• DO THIS
Copy every line of the items again, from the line with "Return the outline of every instance of the sunglasses" up to and including the last line of the items, and shift each pixel coordinate in the outlines by -107.

• ENTRIES
┏━━

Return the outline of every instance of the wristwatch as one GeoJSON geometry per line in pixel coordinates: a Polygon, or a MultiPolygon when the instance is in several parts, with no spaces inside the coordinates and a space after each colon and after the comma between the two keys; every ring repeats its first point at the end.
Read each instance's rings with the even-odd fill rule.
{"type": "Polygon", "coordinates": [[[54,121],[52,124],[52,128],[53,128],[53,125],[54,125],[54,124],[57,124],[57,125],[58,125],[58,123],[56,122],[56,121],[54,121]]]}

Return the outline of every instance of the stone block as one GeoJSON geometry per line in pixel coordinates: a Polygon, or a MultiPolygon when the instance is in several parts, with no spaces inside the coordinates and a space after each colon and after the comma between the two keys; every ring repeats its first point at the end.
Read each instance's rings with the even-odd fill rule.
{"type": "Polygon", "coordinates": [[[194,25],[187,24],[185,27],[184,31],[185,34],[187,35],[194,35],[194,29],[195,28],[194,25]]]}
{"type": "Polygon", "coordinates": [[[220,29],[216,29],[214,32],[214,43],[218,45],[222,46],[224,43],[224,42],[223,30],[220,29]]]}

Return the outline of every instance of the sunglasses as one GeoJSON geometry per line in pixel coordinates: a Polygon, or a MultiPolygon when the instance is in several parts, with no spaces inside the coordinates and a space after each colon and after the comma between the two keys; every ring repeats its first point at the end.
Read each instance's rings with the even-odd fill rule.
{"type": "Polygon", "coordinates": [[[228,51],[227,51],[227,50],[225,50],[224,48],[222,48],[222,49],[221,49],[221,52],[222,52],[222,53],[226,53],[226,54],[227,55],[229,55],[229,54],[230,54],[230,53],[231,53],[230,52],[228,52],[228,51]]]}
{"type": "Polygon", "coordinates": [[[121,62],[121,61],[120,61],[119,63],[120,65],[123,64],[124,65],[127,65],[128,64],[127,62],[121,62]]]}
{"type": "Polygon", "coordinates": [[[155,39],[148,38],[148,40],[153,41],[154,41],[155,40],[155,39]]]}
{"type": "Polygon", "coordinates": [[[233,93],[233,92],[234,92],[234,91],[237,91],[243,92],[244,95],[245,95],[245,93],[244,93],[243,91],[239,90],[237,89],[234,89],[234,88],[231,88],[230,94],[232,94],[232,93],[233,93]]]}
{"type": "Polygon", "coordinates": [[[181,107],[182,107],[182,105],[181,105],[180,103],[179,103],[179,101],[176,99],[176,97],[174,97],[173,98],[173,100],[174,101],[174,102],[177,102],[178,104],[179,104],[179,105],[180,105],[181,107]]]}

┗━━

• RESULT OF THIS TASK
Return the outline of every instance of the sunglasses as one GeoJSON geometry per line in pixel coordinates: a Polygon, or a MultiPolygon when the instance is in several parts, with no spaces inside the coordinates and a space after each colon and after the comma between the two keys; every ring repeats its first point at the end.
Read each instance's rings with the even-odd fill rule.
{"type": "Polygon", "coordinates": [[[121,-56],[120,-56],[120,-57],[118,-57],[117,-59],[115,-59],[115,-58],[114,-58],[114,-55],[115,-55],[115,-54],[119,-54],[119,-53],[120,-52],[122,-52],[122,-53],[123,-53],[123,-54],[124,-54],[123,-55],[121,-55],[121,-56]]]}
{"type": "Polygon", "coordinates": [[[14,-45],[14,-46],[13,-46],[12,-44],[13,-42],[16,-43],[17,-42],[20,-42],[21,-43],[20,-45],[14,-45]]]}
{"type": "Polygon", "coordinates": [[[48,-68],[41,-69],[41,-67],[46,-66],[47,-66],[48,-67],[48,-68]]]}
{"type": "Polygon", "coordinates": [[[126,-14],[126,-15],[127,-15],[127,-16],[130,-16],[136,-15],[137,-12],[138,-12],[138,-14],[137,-14],[136,-16],[132,-17],[130,-18],[127,-18],[127,-19],[124,-19],[123,-13],[125,-13],[125,-14],[126,-14]]]}
{"type": "Polygon", "coordinates": [[[74,0],[75,0],[75,-2],[74,-2],[73,-4],[72,-4],[72,-6],[69,-8],[69,-10],[67,-10],[66,-9],[66,-7],[67,-6],[67,-5],[70,-5],[71,-3],[72,-3],[72,-2],[73,-2],[74,0]]]}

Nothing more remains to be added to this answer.